- PASSAGE SHOWN:
# How do you burn VOB files?



## Crusher09 (Feb 12, 2005)

Hi! Does anyone know how to burn vob files onto a dvd. 
I used WinAvi Video Converter to convert my .avi file to a dvd file. But I can't figure out how to burn it onto a DVD. I'm using Nero Reloaded.
If anyone could help me I'd greatly appreciate it.


----------



## joe_joe133 (Jun 6, 2002)

i have nero express that i got with my dvd burner and all i do is pick the make mini dvd button and select my vobs


----------



## Crusher09 (Feb 12, 2005)

Is miniDVD the same?


----------



## linskyjack (Aug 28, 2004)

NO, MiniDv is a format---you shoot the video in the DV format and it has an avi tag. In normal practice, you then convert the avi into mpeg---Then you burn the mpeg onto DVD. Basically VOB file is just a basic MPEG-2 system stream -- meaning that it is a file that contains multiplexed MPEG-2 video stream, audio streams (normally AC3 format) and subtitle streams.


----------



## accat13 (Jun 8, 2005)

Do you also have the .ifo files as well as the .bup files if so,using nero express select "DVD-Video files" drag and drop all the ifo,bup and vob files into the "DVD-Video files" window.Then burn. PS. nero vision express will also create all these files for you under the make dvd section.Depending on your processor this can take anywhere from an hour to the whole night


----------



## Crusher09 (Feb 12, 2005)

I have all those files but every time I try to burn them with nero, nero only allows me to burn them onto a cd and not a dvd.


----------



## linskyjack (Aug 28, 2004)

Do you have a registered version of Nero??????????


----------



## Crusher09 (Feb 12, 2005)

Yea, i got it with my dvd drive i bouught recentely.
I also got an older version of nero express version 5.5 if thats any help?


----------



## Crusher09 (Feb 12, 2005)

Alternatively, can anyone suggest any burning software in which i can burn these files. Preferably free software


----------



## XbrvhrtX (Jul 16, 2002)

Make sure nero actualy detects your burner as a dvd burner, you should see this on the top of nero express in the "What recorder would you like to use" box, if nero does detect your drive you have to make sure its set on the DVD burner selection as nero detects your burner has the ability to burn both CD and DVD you have to let it know What type of disk you want to burn, this is pretty clear in the drop down from the "What recorder would you like to use" dialog box


----------



## Crusher09 (Feb 12, 2005)

Idont think nero detects that my burner is a dvd burner. I'm begining to think that its not a dvd burner, and that the computer guy I bought from didnt give me a dvd burner,like I asked him to! Is there anyway in finding out for certain weither its a dvd burner or not?
Thanks for the help so far.


----------



## brendandonhu (Jul 8, 2002)

It probably has a logo on the front that says what kind of burner it is.
It likely says "CD-RW" or "DVD-RW" or has a DVD logo on it.
If not, you can check in Device Manager.


----------



## AvvY (Oct 8, 2004)

Is there a media player that will play staright vob files - without being burnt on a dvd?

Late,

EDIT: Yes, WMP will play straight vob files.


----------



## Delpb (Sep 1, 2008)

i have downloaded vob files in format VTS 01 2.vob and VTS 01 3.vob and i'm trying to figure out how to burn them onto dvd. at present they will play on the PC using nero or winamp but as its music want to get it onto dvd. Have looked at all the options in Nero and cant see how any one is going to help....... Can anyone help please


----------

- STATED TASK 1: Write out the part of the thread on burning VOB files word for word, beginning at the words "I used WinAvi" and stopping after "greatly appreciate it.".
The thread and the records come from unrelated sources.

- RECORDS FOR THE TASK:
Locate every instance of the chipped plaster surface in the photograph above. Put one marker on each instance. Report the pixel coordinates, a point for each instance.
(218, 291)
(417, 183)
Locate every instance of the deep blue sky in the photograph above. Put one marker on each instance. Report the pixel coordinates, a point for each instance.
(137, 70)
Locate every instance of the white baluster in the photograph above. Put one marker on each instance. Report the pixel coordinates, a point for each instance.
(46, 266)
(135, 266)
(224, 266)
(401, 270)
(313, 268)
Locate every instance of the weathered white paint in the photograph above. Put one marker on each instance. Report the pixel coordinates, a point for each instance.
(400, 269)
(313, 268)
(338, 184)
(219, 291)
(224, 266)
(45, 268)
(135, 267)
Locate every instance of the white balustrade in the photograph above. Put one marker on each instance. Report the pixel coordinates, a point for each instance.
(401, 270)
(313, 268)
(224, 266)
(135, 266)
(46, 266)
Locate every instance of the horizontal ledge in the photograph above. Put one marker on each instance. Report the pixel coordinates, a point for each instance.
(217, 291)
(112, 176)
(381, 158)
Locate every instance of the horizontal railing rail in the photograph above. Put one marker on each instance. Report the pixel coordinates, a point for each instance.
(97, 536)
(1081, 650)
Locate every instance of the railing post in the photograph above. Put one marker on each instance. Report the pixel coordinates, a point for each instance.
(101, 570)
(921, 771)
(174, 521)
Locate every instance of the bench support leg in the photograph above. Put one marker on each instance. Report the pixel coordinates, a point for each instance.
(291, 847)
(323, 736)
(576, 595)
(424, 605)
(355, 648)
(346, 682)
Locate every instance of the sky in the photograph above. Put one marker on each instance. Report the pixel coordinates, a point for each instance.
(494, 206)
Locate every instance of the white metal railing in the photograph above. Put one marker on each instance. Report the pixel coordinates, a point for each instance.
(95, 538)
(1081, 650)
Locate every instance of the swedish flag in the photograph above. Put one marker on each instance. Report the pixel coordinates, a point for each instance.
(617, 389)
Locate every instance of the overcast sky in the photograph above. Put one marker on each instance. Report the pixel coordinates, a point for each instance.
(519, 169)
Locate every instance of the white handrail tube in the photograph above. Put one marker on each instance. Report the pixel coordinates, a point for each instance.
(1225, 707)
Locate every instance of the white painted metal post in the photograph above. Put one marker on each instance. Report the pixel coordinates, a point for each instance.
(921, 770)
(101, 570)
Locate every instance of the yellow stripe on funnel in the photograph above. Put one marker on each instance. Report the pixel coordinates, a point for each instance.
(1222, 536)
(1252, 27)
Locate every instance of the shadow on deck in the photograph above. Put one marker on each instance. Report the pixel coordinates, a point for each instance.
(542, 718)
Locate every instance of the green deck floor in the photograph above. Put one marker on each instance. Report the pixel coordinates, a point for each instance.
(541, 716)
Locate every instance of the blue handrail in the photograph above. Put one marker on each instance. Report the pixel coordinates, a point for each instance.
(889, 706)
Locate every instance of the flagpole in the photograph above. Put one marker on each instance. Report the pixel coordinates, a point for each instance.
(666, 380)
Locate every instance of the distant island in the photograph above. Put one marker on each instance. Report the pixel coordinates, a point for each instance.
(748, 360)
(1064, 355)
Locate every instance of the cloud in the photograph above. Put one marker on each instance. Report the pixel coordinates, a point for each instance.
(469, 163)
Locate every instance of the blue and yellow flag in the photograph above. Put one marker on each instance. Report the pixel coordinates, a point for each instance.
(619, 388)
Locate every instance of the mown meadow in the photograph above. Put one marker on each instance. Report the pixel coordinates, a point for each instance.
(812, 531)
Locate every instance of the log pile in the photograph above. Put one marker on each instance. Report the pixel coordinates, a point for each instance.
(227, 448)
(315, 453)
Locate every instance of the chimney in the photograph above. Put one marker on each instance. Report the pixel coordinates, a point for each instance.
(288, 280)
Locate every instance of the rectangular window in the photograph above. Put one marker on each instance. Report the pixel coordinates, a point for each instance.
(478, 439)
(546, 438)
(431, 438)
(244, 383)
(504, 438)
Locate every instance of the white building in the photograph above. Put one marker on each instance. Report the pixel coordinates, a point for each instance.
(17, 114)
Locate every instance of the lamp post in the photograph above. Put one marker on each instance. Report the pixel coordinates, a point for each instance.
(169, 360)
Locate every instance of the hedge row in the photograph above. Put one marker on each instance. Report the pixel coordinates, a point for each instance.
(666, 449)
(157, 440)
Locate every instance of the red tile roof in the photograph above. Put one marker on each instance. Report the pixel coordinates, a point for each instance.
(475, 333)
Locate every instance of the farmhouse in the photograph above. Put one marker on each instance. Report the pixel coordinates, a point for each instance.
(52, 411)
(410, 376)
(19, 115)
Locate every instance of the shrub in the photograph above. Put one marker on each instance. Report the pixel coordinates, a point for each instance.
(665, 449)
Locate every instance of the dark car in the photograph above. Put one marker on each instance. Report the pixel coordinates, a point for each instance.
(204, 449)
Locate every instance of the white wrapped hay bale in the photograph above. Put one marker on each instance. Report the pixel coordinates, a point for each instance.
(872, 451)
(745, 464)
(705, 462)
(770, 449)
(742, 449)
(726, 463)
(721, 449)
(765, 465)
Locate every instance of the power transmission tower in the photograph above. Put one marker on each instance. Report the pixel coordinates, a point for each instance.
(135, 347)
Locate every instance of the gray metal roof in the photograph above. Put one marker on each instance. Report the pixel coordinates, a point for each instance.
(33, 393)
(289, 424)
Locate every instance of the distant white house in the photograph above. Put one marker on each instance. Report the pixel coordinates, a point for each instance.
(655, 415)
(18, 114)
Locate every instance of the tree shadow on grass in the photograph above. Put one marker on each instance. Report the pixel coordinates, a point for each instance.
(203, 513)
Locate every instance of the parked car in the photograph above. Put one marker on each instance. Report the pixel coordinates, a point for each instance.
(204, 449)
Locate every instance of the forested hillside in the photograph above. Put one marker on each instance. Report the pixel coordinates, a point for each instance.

- STATED TASK 2: Give again, word for word, the lines of the records that begin at the line containing "Locate every instance of the parked" and run through the last line of the records.

- WRITTEN RESPONSE 1:
I used WinAvi Video Converter to convert my .avi file to a dvd file. But I can't figure out how to burn it onto a DVD. I'm using Nero Reloaded.
If anyone could help me I'd greatly appreciate it.

- WRITTEN RESPONSE 2:
Locate every instance of the parked car in the photograph above. Put one marker on each instance. Report the pixel coordinates, a point for each instance.
(204, 449)
Locate every instance of the forested hillside in the photograph above. Put one marker on each instance. Report the pixel coordinates, a point for each instance.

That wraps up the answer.